▸ **Aufgabenstellung**
Entscheiden Sie für jede der folgenden Aussagen, ob sie mit dem Text über Fitness-Tracking und Datenschutz übereinstimmt, und belegen Sie jedes Ja oder Nein mit den ausschlaggebenden Worten des Textes als wörtlichem Zitat.
1. Fitness-Tracker erfassen außer Schlaf und Bewegung auch Blutdruck und Puls.
2. Die Tracking-App »Health« kann vom iPhone entfernt werden.
3. Nach PwC können die genannten Anbieter bis 2017 mehr als 23 Milliarden Dollar verdienen.

Der gefährliche Umgang mit Gesundheitsdaten: Fitness-Tracking contra Datenschutz

Der Handel mit Fitness-Daten entwickelt sich zu einem Milliarden-Markt. Datenschutzregelungen müssen in Europa vereinheitlicht werden, um Missbrauch zu verhindern.

(Foto: Monkey Business - Fotolia)

»Daten sind der Rohstoff der Zukunft. Man darf sie nicht als Gefahr sehen, sondern als Teil der realen Welt wie Kohle und Stahl.« Mit diesem Satz auf einem Digital-Kongress der CDU machte Regierungschefin Angela Merkel deutlich, welchen Stellenwert persönliche Informationen schon jetzt und in Zukunft für die postindustriellen Volkswirtschaften haben. Daten sind Geld wert, vermeintliche Gratis-Angebote im Netz bezahlt der Verbraucher mit seinen persönlichen Informationen.

Eine neue Qualität gewinnt das Sammeln persönlicher Daten mit Fitness-Trackern. Neben Schlaf- und Bewegungsumfang zeichnen diese auch Blutdruck und Puls auf. Was für den Verbraucher eine praktische Möglichkeit darstellt, grob über seinen Gesundheitszustand informiert zu sein, bedeutet für die Industrie Milliardenverdienste. Laut PricewaterhouseCoopers (PwC) sollen Mobilfunkbetreiber, Geräteanbieter, Content-Lieferanten und Gesundheitsdienstleister bis 2017 mehr als 23 Milliarden Dollar verdienen können. Nicht umsonst packt Apple seinen iPhones eine Tracking-App bei, die sich nicht deinstallieren lässt. »Health« zählt jeden Schritt des Nutzers, und jeder Schritt bedeutet Bares für den Konzern.

▸ **Gezeigtes Material**
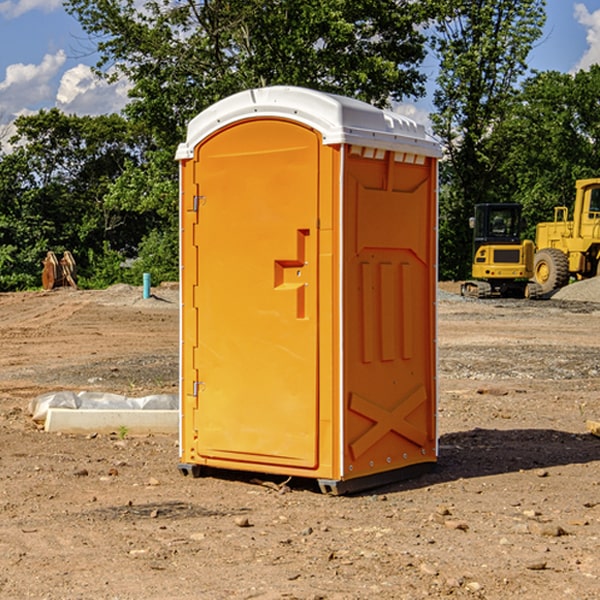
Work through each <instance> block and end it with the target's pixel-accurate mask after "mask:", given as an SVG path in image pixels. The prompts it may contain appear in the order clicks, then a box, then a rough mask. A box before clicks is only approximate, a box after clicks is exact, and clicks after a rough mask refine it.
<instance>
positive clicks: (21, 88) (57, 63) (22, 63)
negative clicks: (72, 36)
mask: <svg viewBox="0 0 600 600" xmlns="http://www.w3.org/2000/svg"><path fill="white" fill-rule="evenodd" d="M65 61H66V54H65V53H64V51H63V50H59V51H58V52H57V53H56V54H46V55H45V56H44V58H43V59H42V62H41V63H40V64H39V65H31V64H29V65H25V64H23V63H17V64H13V65H9V66H8V67H7V68H6V72H5V78H4V80H3V81H1V82H0V114H2V116H3V117H4V118H5V119H6V117H11V116H13V115H15V114H17V113H19V112H21V111H22V110H23V109H24V108H25V109H27V108H32V109H34V108H36V106H37V105H38V104H40V103H45V102H47V101H48V100H50V102H51V103H53V99H54V88H53V85H52V80H53V78H55V77H56V75H57V74H58V72H59V70H60V68H61V67H62V66H63V65H64V63H65Z"/></svg>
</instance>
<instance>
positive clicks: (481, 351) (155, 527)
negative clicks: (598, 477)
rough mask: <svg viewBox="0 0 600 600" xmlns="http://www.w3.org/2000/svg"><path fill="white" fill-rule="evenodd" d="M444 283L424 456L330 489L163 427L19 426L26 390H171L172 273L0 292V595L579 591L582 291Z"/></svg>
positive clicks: (597, 538)
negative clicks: (135, 428) (573, 300)
mask: <svg viewBox="0 0 600 600" xmlns="http://www.w3.org/2000/svg"><path fill="white" fill-rule="evenodd" d="M593 283H596V282H584V283H583V284H576V286H580V285H581V287H582V288H583V287H587V286H592V285H593ZM457 287H458V286H457V285H456V284H452V285H448V286H446V289H445V290H444V292H445V294H448V296H445V294H441V295H440V301H439V302H438V309H439V319H438V323H439V330H438V332H437V339H438V348H439V378H438V381H439V389H440V399H439V410H438V431H439V441H440V444H439V446H440V451H439V457H440V458H439V464H438V468H437V469H436V470H435V471H434V472H432V473H428V474H427V475H425V476H423V477H421V478H418V479H412V480H409V481H404V482H398V483H394V484H390V485H388V486H385V487H383V488H379V489H376V490H372V491H369V492H368V493H365V494H360V495H356V496H348V497H338V498H332V497H328V496H324V495H322V494H320V493H319V492H318V490H317V487H316V485H314V482H312V481H311V480H301V479H297V478H294V479H293V480H291V481H286V479H285V478H284V477H274V476H273V477H268V476H265V475H261V474H250V473H239V472H227V473H226V472H220V473H217V472H211V473H209V474H207V475H206V476H204V477H202V478H200V479H193V478H191V477H182V476H181V475H180V474H179V472H178V470H177V462H178V440H177V436H176V435H173V436H159V435H155V436H146V437H135V436H131V435H130V434H127V433H126V432H123V431H121V432H115V433H114V434H112V435H108V434H107V435H104V434H100V433H99V434H98V435H86V436H83V435H80V436H75V435H64V434H63V435H57V434H49V433H45V432H43V431H40V430H38V428H37V427H36V425H35V423H33V422H32V420H31V418H30V416H29V415H28V413H27V407H28V403H29V401H30V400H31V398H33V397H35V396H37V395H39V394H41V393H44V392H48V391H55V390H58V389H72V390H75V391H79V390H90V391H93V390H98V391H103V392H113V393H116V394H123V395H125V396H145V395H149V394H156V393H161V392H163V393H177V391H178V382H179V380H178V349H179V339H178V328H179V311H178V310H177V307H178V301H177V297H178V296H177V286H174V287H171V288H169V287H166V286H164V287H163V286H160V287H157V288H153V290H152V292H153V294H154V297H153V298H149V299H147V300H144V299H142V297H141V296H142V293H141V288H136V287H132V286H122V285H120V286H113V287H112V288H109V289H108V290H103V291H77V290H64V291H59V290H56V291H52V292H51V293H41V292H40V293H38V292H31V293H24V294H0V342H1V343H2V353H1V354H0V440H1V441H0V448H1V452H0V531H1V534H2V535H0V599H7V600H13V599H20V598H36V599H41V598H44V599H48V600H71V599H77V598H94V599H98V600H115V599H117V598H118V599H119V600H139V599H140V598H144V599H146V600H170V599H175V598H176V599H177V600H195V599H197V598H202V599H206V600H226V599H227V600H230V599H232V600H242V599H244V600H247V599H249V598H256V599H259V600H282V599H291V598H296V599H298V600H317V599H322V600H369V599H371V598H377V599H378V600H414V599H417V598H419V599H422V598H453V599H454V598H455V599H457V600H459V599H468V600H476V599H484V598H485V599H486V600H504V599H505V598H513V597H514V598H519V599H521V598H523V599H527V600H538V599H539V598H543V599H544V600H564V599H565V598H568V599H571V598H573V599H575V598H577V599H578V600H592V599H596V598H598V589H599V585H600V554H599V553H598V539H600V480H599V478H598V468H599V467H600V439H598V438H596V437H594V436H593V435H591V434H590V433H589V432H588V431H587V429H586V420H594V421H598V419H599V417H600V401H599V398H600V376H599V374H600V319H597V318H595V311H596V309H595V308H594V306H595V305H593V304H586V303H583V302H571V301H568V300H564V301H561V302H552V301H541V302H531V301H528V300H485V301H478V300H473V299H471V300H470V301H467V300H465V299H460V296H456V295H452V294H453V292H455V291H456V289H457ZM569 287H571V286H569ZM572 287H573V288H574V289H581V288H579V287H577V288H576V287H575V286H572ZM569 291H571V290H569ZM565 292H566V290H565ZM446 297H447V298H448V299H447V300H444V299H443V298H446ZM458 300H460V301H458ZM204 351H205V349H204V348H203V349H202V352H204ZM202 352H200V353H199V356H198V363H199V371H200V369H201V368H202ZM407 376H409V377H410V376H411V374H410V373H407ZM252 392H253V391H252V390H248V402H250V403H253V405H255V406H256V410H260V406H261V405H260V398H256V396H255V395H254V394H253V393H252ZM186 401H187V402H195V407H196V409H197V410H202V404H201V400H200V399H198V398H197V399H195V400H194V398H193V396H191V394H190V395H188V396H187V397H186ZM285 401H289V400H288V399H285V398H282V402H285Z"/></svg>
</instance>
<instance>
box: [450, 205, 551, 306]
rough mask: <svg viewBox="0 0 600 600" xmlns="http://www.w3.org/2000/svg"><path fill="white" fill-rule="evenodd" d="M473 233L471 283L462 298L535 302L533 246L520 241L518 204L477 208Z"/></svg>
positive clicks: (467, 281) (540, 294) (472, 225)
mask: <svg viewBox="0 0 600 600" xmlns="http://www.w3.org/2000/svg"><path fill="white" fill-rule="evenodd" d="M469 224H470V226H471V228H472V229H473V265H472V268H471V271H472V273H471V274H472V277H473V279H471V280H469V281H465V282H464V283H463V284H462V286H461V294H462V295H463V296H470V297H474V298H491V297H496V296H500V297H516V298H535V297H537V296H539V295H541V289H540V286H539V285H538V284H536V283H535V282H532V281H530V279H531V278H532V277H533V265H534V250H535V248H534V244H533V242H532V241H531V240H521V229H522V226H523V222H522V218H521V205H520V204H508V203H502V204H498V203H496V204H492V203H488V204H477V205H475V216H474V217H472V218H471V219H470V223H469Z"/></svg>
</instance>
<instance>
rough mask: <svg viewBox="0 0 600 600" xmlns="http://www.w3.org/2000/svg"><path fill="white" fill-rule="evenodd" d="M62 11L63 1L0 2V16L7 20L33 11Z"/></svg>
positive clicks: (47, 11)
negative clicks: (59, 10)
mask: <svg viewBox="0 0 600 600" xmlns="http://www.w3.org/2000/svg"><path fill="white" fill-rule="evenodd" d="M58 9H62V0H17V1H16V2H14V1H12V0H6V1H5V2H0V15H2V16H4V17H6V18H7V19H15V18H16V17H20V16H21V15H23V14H25V13H27V12H29V11H32V10H42V11H43V12H46V13H48V12H52V11H53V10H58Z"/></svg>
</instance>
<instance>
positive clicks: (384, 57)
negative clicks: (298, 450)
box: [66, 0, 426, 147]
mask: <svg viewBox="0 0 600 600" xmlns="http://www.w3.org/2000/svg"><path fill="white" fill-rule="evenodd" d="M66 7H67V10H68V11H69V12H71V14H73V15H74V16H76V18H77V19H78V20H79V21H80V23H81V24H82V26H83V28H84V29H85V30H86V31H87V32H88V33H89V34H90V36H92V37H93V39H94V40H96V43H97V47H98V50H99V52H100V56H101V58H100V61H99V63H98V65H97V67H98V70H99V72H101V73H104V74H105V75H107V76H109V77H111V76H112V77H114V76H117V75H118V74H122V75H125V76H126V77H127V78H128V79H129V80H130V81H131V83H132V86H133V87H132V89H131V93H130V95H131V103H130V104H129V106H128V107H127V114H128V115H129V116H130V117H131V118H132V119H134V120H135V121H141V122H144V123H145V124H146V126H147V127H149V131H152V133H153V135H154V136H155V138H156V140H157V142H158V144H159V145H160V146H161V147H163V146H164V145H165V144H166V145H173V144H175V143H176V142H177V141H180V140H181V139H182V134H183V130H184V128H185V126H186V124H187V122H188V121H189V120H190V119H191V118H192V117H193V116H195V115H196V114H197V113H198V112H200V111H201V110H203V109H204V108H206V107H207V106H209V105H211V104H212V103H214V102H216V101H217V100H219V99H221V98H223V97H225V96H229V95H231V94H232V93H235V92H238V91H240V90H243V89H248V88H252V87H260V86H265V85H274V84H286V85H300V86H306V87H312V88H316V89H320V90H323V91H330V92H337V93H341V94H345V95H349V96H353V97H356V98H360V99H363V100H365V101H367V102H372V103H374V104H377V105H384V104H386V103H388V102H389V99H390V98H391V99H401V98H403V97H405V96H411V95H412V96H416V95H419V94H422V93H423V91H424V90H423V82H424V79H425V77H424V75H423V74H421V73H420V72H419V70H418V65H419V63H420V62H421V61H422V60H423V58H424V55H425V49H424V41H425V40H424V37H423V35H422V34H421V33H420V32H419V30H418V29H417V27H416V25H418V24H419V23H422V22H423V21H424V19H425V18H426V11H425V9H424V8H423V6H422V5H421V3H414V2H410V1H409V0H378V1H377V2H374V1H373V0H304V1H303V2H298V1H297V0H204V1H201V2H198V1H196V0H178V1H175V2H174V1H173V0H150V1H147V2H145V3H144V4H143V7H142V8H141V9H140V8H139V3H138V2H135V0H126V1H121V0H68V1H67V2H66Z"/></svg>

▸ **Antwortbereich**
1. Ja: „Neben Schlaf- und Bewegungsumfang zeichnen diese auch Blutdruck und Puls auf.“
2. Nein: „eine Tracking-App bei, die sich nicht deinstallieren lässt“
3. Ja: „bis 2017 mehr als 23 Milliarden Dollar verdienen können“